Grade: A-
Entire family: Yes (parental judgment required)
2018, 143 min., Color
Fantasy-Adventure
Warner Bros.
Rated PG-13 for sequences of sci-fi violence and action and for some language
Aspect ratio: 2.41:1 and 1.78:1
Featured audio: Dolby Atmos TrueHD
Bonus features: A-/B+
Includes: Blu-ray, DVD, Digital Code
Trailer
Amazon link

Critics at Rotten Tomatoes only gave Aquaman a 65 percent “fresh” rating, but I think maybe they’ve got a trident stuck somewhere. What do they want from a superhero movie? It can’t possibly be the same things my family wants, because this 2018 action-adventure starring Jason Momoa checked all our boxes.

Epic story? Check. At 143 minutes it might be around 10 minutes too long, but we get a wide sweeping origin story that begins when the Queen of Atlantis washes ashore and is taken in by a lighthouse keeper (Temuera Morrison), with whom she eventually falls in love and has a son—a little demigod they name Arthur. The Queen (Nicole Kidman) had been fleeing an arranged marriage with the King of Atlantis, and there’s no running from a guy like that. She sacrifices herself so her son and earthbound husband can live—but not before instructing her trusted advisor, Vulko (Willem Dafoe), to secretly teach her son how to become a powerful warrior well schooled in the ways of the ocean and its people. There are plenty of complications, but not so many that they get tangled up with each other and end up tripping the narrative. At some point this turns into a quest story, with Arthur searching to find the powerful Trident of Atlan that would allow him to triumph over his half-brother and take the throne he’s destined to occupy because as half-man and half-Atlantean he’s in a position to unite the two worlds—or at least stop an Atlantean-led invasion of the “surface” people.

• Data section
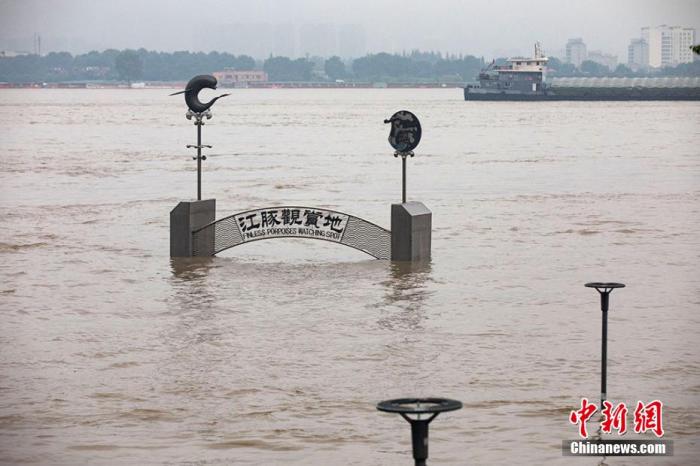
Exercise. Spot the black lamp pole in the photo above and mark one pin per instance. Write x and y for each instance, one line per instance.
(604, 289)
(403, 155)
(407, 407)
(198, 121)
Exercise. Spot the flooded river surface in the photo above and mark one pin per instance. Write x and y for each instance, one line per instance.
(277, 352)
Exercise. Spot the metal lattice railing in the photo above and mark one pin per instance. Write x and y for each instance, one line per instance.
(292, 222)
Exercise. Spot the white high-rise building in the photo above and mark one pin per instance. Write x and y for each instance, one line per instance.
(576, 52)
(638, 54)
(604, 59)
(669, 45)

• Short problem
Which actor plays the lighthouse keeper in the Aquaman review?

• Expected answer
Temuera Morrison